▶ _ARTICOLO_:
______________________________

Come il senatore Roy Blunt ha ricordato alla folla nella sua introduzione, i discorsi inaugurali per tradizione elevano, riuniscono. Nel 1860 Abramo Lincoln fece appello «ai migliori angeli della nostra natura», malgrado la repubblica fosse sull’orlo della guerra civile. Nel 1932, al culmine della Grande Depressione, Franklin Roosevelt rassicurò un’America angosciata che «non aveva nulla da temere, se non la paura stessa». Ronald Reagan promise «un’alba» all’America colpita dall'inflazione e umiliata dalla crisi degli ostaggi in Iran.
Questo presidente, invece, considera proprio dovere assicurarsi che l’America sappia quanto fosse miserevole prima della sua venuta, malgrado i fatti puntino in direzione opposta. Assistiamo forse a «un massacro americano» nella Chicago delle bande criminali, ma a livello nazionale il tasso di criminalità è al livello più basso da decenni. L’economia che Trump dipinge inaridita dall'outsourcing è alla piena occupazione, e il Dow Jones ai massimi. Durante il secondo mandato di Barack Obama gli impieghi nella manifattura sono tornati in America, non viceversa. E quelli che non tornano sono in gran parte la conseguenza di automazione e robotica; e continueranno a non tornare, a meno di non mettere sotto chiave i dirigenti aziendali finché non accettino di abbassare la produttività.
Tutto questo non vi è nuovo? Certo che no. Il 45° presidente non è soltanto un uomo irascibile; malgrado continui a ripetere che lavorerà «per la gente» finché avrà fiato in corpo, è anche un indolente che non ha voglia di leggere i rapporti quotidiani dell’intelligence, e il cui discorso era un arrangiamento ridotto e mal scongelato della tirata pronunciata a Cleveland (quando accettò la nomination repubblicana, ndt): una provocazione rabberciata di altrui retorica di seconda mano. “America First” era lo slogan coniato da Woodrow Wilson nel 1916, prima di cambiare idea e portare l’America in guerra; e poi riciclato quale vessilo xenofobo per la campagna di Pat Buchanan, nel 2000. “Far di nuovo grande l’America” era slogan di Reagan, per la sua campagna del 1980; mentre “l’uomo dimenticato” è stato vergognosamente rubato alla campagna di FDR, 1932. Steve Bannon, il chief strategist del presidente, sta forse pensando di ridare vita agli investimenti nelle infrastrutture del New Deal, ma se la memoria storica ha un senso, Roosevelt in realtà non iniziò con un taglio fiscale massiccio per quell’1% di contribuenti della fascia più alta.
Con ogni probabilità il presidente non si darà pensiero per le minutaglie, riemergendo ogni tanto dal campo da golf per ringhiare contro dirigenti terrorizzati, minacciando di portargli via i loro giochetti se non fileranno immediatamente ad aprire una fabbrica di qualche aggeggio. Il vero lavoro pesante verrà delegato al suo governo, che corrisponde a quello che i greci chiamavano “kakistocrazia”: il governo dei meno qualificati.

______________________________

▶ _MATERIALE FORNITO_:

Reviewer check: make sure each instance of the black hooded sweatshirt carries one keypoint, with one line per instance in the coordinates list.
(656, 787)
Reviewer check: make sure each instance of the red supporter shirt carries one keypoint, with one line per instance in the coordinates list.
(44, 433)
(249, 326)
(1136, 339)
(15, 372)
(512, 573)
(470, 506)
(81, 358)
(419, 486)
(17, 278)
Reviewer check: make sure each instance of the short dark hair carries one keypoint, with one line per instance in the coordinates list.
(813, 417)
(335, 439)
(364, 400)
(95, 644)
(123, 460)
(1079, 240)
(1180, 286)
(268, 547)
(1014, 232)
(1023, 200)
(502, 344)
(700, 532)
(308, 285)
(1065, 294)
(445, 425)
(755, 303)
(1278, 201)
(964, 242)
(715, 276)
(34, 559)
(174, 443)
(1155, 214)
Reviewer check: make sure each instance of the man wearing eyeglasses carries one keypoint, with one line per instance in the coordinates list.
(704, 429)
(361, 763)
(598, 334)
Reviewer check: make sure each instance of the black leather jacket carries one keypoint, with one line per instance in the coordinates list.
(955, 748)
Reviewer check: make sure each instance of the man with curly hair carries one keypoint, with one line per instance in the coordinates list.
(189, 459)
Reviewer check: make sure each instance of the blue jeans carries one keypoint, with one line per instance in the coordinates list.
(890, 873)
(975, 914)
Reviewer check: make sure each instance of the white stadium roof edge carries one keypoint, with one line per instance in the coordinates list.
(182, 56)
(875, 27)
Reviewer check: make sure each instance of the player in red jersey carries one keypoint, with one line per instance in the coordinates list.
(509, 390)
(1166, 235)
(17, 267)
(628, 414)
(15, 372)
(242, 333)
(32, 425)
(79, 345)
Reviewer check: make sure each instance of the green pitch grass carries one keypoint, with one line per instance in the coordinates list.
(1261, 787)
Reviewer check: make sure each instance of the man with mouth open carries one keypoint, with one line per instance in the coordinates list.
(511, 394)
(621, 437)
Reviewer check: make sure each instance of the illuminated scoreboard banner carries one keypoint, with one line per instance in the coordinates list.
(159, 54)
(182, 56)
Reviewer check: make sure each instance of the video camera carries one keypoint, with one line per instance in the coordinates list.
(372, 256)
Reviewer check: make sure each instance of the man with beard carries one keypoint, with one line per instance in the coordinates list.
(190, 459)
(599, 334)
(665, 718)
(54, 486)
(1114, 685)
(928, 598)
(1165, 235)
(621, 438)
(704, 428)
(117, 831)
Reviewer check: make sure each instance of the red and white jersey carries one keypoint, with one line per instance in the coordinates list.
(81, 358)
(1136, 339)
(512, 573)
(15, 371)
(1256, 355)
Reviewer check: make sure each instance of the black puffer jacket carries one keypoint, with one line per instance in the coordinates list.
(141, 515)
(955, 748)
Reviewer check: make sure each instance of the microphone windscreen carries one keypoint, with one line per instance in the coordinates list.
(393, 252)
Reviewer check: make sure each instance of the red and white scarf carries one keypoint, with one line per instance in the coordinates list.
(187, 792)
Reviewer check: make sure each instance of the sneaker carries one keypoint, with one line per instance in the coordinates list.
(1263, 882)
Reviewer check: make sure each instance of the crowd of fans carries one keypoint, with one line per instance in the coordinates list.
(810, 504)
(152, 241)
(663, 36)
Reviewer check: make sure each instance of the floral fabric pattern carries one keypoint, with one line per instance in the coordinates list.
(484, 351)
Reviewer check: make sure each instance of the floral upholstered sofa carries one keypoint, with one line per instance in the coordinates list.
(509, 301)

______________________________

Trascrivi dall'articolo sul discorso d'insediamento tutto il passo che va da "Come il senatore" giù fino a "ostaggi in Iran.".

Come il senatore Roy Blunt ha ricordato alla folla nella sua introduzione, i discorsi inaugurali per tradizione elevano, riuniscono. Nel 1860 Abramo Lincoln fece appello «ai migliori angeli della nostra natura», malgrado la repubblica fosse sull’orlo della guerra civile. Nel 1932, al culmine della Grande Depressione, Franklin Roosevelt rassicurò un’America angosciata che «non aveva nulla da temere, se non la paura stessa». Ronald Reagan promise «un’alba» all’America colpita dall'inflazione e umiliata dalla crisi degli ostaggi in Iran.